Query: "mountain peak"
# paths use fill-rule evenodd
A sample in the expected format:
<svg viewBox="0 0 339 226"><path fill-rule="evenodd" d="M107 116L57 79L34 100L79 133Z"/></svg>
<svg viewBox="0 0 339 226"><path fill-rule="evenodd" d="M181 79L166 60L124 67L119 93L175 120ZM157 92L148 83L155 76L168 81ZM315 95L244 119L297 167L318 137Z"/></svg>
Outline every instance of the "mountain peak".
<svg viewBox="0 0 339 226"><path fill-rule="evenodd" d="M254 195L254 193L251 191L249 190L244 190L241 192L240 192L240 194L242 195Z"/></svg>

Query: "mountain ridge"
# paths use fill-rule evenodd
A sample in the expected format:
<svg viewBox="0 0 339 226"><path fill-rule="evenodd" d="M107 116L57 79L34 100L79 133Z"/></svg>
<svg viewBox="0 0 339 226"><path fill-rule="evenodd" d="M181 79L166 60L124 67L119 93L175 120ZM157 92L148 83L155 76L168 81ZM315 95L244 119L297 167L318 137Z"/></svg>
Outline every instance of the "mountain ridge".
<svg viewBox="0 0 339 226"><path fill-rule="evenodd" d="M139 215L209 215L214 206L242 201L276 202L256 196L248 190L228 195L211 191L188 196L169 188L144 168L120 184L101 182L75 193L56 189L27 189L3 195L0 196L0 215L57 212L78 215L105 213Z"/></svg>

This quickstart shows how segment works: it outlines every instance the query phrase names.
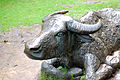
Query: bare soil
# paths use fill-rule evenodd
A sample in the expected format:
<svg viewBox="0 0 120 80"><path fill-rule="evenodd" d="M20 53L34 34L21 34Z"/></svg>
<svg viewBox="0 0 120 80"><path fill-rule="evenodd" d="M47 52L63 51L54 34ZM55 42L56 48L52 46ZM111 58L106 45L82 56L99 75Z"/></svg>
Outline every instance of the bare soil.
<svg viewBox="0 0 120 80"><path fill-rule="evenodd" d="M24 54L24 43L41 31L39 24L12 28L0 34L0 80L36 80L40 60L29 59Z"/></svg>

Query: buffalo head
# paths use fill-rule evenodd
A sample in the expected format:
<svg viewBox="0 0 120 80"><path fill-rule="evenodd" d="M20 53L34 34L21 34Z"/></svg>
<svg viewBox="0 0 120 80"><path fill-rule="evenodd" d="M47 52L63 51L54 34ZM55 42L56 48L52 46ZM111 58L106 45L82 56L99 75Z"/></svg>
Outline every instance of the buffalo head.
<svg viewBox="0 0 120 80"><path fill-rule="evenodd" d="M101 27L100 20L93 25L83 24L68 15L64 15L67 12L58 11L43 19L41 34L25 43L24 51L28 57L38 60L59 57L69 51L68 37L71 35L68 32L88 35ZM82 38L87 39L86 37Z"/></svg>

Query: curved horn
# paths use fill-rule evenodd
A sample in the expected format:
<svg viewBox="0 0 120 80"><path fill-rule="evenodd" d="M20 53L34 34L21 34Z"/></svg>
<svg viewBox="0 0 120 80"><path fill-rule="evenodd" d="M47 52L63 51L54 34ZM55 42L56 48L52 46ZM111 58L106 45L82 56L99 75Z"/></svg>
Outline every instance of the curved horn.
<svg viewBox="0 0 120 80"><path fill-rule="evenodd" d="M83 24L76 20L71 20L67 22L67 28L70 31L81 33L81 34L92 34L98 31L101 27L101 20L96 24Z"/></svg>
<svg viewBox="0 0 120 80"><path fill-rule="evenodd" d="M42 22L45 22L46 20L48 20L49 18L51 18L53 15L56 15L56 14L66 14L66 13L68 13L68 10L56 11L56 12L54 12L52 14L49 14L49 15L45 16L43 18Z"/></svg>

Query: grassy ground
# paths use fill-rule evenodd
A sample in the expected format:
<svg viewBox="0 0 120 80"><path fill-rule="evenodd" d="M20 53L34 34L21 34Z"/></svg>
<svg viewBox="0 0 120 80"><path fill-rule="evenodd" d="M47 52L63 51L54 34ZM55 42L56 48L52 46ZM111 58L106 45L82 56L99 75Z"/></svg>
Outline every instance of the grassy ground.
<svg viewBox="0 0 120 80"><path fill-rule="evenodd" d="M101 4L85 4L88 0L0 0L0 32L20 25L42 24L44 16L62 9L68 15L79 18L86 12L101 8L120 8L120 0L103 1Z"/></svg>

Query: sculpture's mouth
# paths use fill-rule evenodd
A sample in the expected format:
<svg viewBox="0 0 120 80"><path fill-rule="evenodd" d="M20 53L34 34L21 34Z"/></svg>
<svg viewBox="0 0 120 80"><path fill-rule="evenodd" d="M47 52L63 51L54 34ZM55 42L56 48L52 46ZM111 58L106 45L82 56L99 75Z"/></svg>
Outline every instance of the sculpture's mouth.
<svg viewBox="0 0 120 80"><path fill-rule="evenodd" d="M37 51L34 49L28 49L25 48L24 53L31 59L35 59L35 60L43 60L44 59L44 54L42 51Z"/></svg>

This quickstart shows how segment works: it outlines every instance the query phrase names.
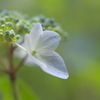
★ ★ ★
State how many lines of the data contain the string "horn", treating uppercase and lowercase as different. Give only the number.

2